Update the items below by changing each "place a pin" to "mark a point" and leaving everything else as it is.
◆ ◆ ◆ ◆ ◆
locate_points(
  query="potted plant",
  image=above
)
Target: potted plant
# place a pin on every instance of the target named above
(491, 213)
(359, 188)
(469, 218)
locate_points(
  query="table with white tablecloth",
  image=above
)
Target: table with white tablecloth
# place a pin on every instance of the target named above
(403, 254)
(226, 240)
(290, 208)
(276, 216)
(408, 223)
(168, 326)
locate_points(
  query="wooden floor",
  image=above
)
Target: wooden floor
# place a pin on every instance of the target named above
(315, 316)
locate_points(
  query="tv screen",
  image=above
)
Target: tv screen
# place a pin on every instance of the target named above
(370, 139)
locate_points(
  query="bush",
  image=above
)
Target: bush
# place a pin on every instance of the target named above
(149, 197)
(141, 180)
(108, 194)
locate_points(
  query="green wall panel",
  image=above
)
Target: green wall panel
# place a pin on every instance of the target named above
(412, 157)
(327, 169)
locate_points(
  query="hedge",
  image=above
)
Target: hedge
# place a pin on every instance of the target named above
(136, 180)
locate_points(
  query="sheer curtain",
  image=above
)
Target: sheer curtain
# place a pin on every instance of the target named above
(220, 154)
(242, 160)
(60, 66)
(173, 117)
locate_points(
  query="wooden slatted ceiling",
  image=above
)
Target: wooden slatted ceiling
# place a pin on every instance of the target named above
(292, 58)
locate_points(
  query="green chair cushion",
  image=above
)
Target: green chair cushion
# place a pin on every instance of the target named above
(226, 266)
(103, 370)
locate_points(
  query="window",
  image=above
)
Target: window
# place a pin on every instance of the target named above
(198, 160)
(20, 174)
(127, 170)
◆ ◆ ◆ ◆ ◆
Response for this exercise
locate_points(
  query="potted plant",
  image=above
)
Target: potted plant
# mark a point on every instance of the target named above
(491, 213)
(359, 188)
(469, 218)
locate_points(
  query="table with white tablecloth",
  image=above
)
Target: table with white tablecloth
# mark a point on every instance of the target named above
(403, 254)
(226, 240)
(290, 208)
(276, 216)
(408, 223)
(168, 326)
locate_points(
  query="wooden floor",
  image=above
)
Target: wooden floor
# mark a point on every instance of the target named above
(315, 316)
locate_points(
  query="tv screen",
  image=above
)
Target: tv screen
# mark a point on every instance of the target named above
(370, 139)
locate_points(
  query="bush",
  image=above
)
Target: bush
# mark a point on every instance of the target named above
(149, 197)
(141, 180)
(108, 194)
locate_points(
  query="green wall panel",
  image=above
)
Target: green wall panel
# mark a point on every instance of the target named above
(412, 157)
(327, 169)
locate_points(
  query="hedge",
  image=above
)
Target: hedge
# mark a point on every instance of the target named above
(136, 180)
locate_points(
  query="sheer curtain",
  image=above
)
Target: sheer curtain
# mark a point on every instance of the target named above
(220, 154)
(242, 160)
(60, 66)
(173, 117)
locate_points(
  query="wooden slatted ceiling",
  image=above
)
Target: wooden slatted ceiling
# mark a point on every instance of the target named above
(292, 58)
locate_points(
  query="green chair cushion",
  image=above
)
Target: green chair cushion
# mark a point on every instance of the target named above
(226, 266)
(103, 370)
locate_points(
  query="window",
  image=above
)
Target: window
# mark a point on every instance of the target named above
(198, 160)
(20, 174)
(127, 170)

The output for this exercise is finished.